** Begin Record excerpts **

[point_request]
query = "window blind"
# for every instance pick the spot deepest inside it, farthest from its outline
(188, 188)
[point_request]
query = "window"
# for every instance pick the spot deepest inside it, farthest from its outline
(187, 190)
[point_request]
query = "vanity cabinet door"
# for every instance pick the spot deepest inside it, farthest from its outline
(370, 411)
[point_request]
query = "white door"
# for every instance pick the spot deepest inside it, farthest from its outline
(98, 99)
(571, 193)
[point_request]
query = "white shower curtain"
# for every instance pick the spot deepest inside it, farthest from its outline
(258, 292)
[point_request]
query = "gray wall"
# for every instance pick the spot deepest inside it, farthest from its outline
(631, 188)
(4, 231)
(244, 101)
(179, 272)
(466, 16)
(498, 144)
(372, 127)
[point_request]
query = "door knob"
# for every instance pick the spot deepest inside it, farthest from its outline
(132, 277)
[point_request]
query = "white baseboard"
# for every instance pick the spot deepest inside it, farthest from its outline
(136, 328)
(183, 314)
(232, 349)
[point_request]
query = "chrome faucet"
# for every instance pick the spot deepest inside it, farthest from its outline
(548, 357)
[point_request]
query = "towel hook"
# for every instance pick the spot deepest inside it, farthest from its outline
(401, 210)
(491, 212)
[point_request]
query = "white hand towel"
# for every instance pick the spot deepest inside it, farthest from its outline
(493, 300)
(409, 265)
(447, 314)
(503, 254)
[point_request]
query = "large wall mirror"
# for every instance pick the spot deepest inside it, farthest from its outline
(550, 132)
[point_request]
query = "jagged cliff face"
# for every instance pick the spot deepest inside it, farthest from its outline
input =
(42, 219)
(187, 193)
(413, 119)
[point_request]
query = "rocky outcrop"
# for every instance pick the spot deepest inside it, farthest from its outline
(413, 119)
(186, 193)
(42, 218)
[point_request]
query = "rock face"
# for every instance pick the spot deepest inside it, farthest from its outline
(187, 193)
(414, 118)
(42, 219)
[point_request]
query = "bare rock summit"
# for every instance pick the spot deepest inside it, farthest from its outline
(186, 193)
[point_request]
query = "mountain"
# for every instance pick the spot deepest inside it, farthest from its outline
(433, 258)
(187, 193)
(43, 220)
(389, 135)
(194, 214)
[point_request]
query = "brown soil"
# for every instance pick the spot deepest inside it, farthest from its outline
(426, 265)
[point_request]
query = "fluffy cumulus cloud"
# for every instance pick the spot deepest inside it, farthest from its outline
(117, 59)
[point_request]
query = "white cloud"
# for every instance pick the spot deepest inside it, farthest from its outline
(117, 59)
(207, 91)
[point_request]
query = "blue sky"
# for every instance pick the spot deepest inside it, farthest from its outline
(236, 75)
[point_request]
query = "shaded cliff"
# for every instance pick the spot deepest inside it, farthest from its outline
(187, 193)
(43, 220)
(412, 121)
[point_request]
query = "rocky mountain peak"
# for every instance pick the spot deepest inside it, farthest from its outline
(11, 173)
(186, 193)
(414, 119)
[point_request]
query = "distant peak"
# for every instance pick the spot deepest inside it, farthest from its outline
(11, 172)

** End Record excerpts **

§ The task
Find each line in the items above that contains the word "door", and copy those lines.

§ Answer to this exercise
query = "vanity cabinet door"
query = "white door"
query = "door knob"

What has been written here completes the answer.